_Rows_.
━━━━━━━━
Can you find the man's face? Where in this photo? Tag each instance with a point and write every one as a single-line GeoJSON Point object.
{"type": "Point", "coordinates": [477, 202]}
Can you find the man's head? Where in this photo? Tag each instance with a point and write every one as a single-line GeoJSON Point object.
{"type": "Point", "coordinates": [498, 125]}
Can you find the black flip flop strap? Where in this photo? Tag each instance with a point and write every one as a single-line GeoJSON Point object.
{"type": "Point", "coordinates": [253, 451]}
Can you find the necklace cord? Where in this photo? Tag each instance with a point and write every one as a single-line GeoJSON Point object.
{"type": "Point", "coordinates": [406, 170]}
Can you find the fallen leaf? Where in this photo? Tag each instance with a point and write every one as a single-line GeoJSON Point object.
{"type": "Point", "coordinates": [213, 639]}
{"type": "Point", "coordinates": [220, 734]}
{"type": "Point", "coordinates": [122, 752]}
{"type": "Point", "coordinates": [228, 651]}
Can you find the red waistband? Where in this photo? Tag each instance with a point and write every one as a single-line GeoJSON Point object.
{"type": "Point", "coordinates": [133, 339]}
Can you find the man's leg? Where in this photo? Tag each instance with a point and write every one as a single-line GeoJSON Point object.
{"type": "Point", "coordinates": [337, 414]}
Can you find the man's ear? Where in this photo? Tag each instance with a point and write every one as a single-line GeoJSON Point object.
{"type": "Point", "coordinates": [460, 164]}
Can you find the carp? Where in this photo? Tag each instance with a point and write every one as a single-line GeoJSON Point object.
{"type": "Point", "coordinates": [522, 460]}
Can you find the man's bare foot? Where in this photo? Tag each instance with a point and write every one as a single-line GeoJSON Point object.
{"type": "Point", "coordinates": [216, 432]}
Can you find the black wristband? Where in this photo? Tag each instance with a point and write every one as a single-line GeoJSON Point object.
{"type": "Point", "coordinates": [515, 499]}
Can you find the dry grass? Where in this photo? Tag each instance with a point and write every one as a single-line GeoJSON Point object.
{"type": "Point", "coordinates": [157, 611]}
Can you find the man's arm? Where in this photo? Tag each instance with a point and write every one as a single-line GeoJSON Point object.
━━━━━━━━
_What to produce_. Copy the data above line for line, leaving every character the same.

_Expected output_.
Can you find the man's face? Where in this photo? Tag each instance with a point and write every one as a single-line GeoJSON Point object.
{"type": "Point", "coordinates": [477, 202]}
Can you find the man's head? Where in this photo? Tag each instance with a point and write every one as a single-line GeoJSON Point object.
{"type": "Point", "coordinates": [498, 125]}
Can you find the black flip flop strap? Where in this photo? Tag each instance with a point and write every one as a single-line GeoJSON Point object.
{"type": "Point", "coordinates": [253, 451]}
Can you find the necklace cord? Where in this photo? Tag each instance with a point and write every one as a single-line GeoJSON Point object.
{"type": "Point", "coordinates": [406, 170]}
Can you find the fallen leaf? Where in this photo? Tag each instance with a point and write every one as a single-line GeoJSON Point object.
{"type": "Point", "coordinates": [213, 639]}
{"type": "Point", "coordinates": [220, 734]}
{"type": "Point", "coordinates": [122, 752]}
{"type": "Point", "coordinates": [228, 651]}
Can you find the red waistband? Where in this photo? Tag each instance with a point and write every one as a single-line GeoJSON Point object.
{"type": "Point", "coordinates": [133, 339]}
Can you find the man's leg? Where in this photo? Tag each instance with a point and write every one as a single-line GeoJSON Point object.
{"type": "Point", "coordinates": [337, 414]}
Can you find the man's ear? Where in this photo? Tag each instance with a point and write every one as a single-line GeoJSON Point object.
{"type": "Point", "coordinates": [460, 164]}
Can you find the carp? Where in this photo? Tag each instance with a point and write every one as a single-line GeoJSON Point object.
{"type": "Point", "coordinates": [522, 460]}
Can you find the man's bare foot? Where in this photo? Tag each instance with a point and write every one as a single-line GeoJSON Point object.
{"type": "Point", "coordinates": [216, 432]}
Can you find the black wristband? Where in this photo? Tag each instance with a point and write every one as a single-line GeoJSON Point object.
{"type": "Point", "coordinates": [515, 499]}
Can you find the dry grass? Where in this photo? Tag each instance with a point and write every one as a single-line GeoJSON Point object.
{"type": "Point", "coordinates": [157, 611]}
Can you find the man's arm? Where in this photo? Tag each instance with a point and write every one as a single-line GeoJSON Point object.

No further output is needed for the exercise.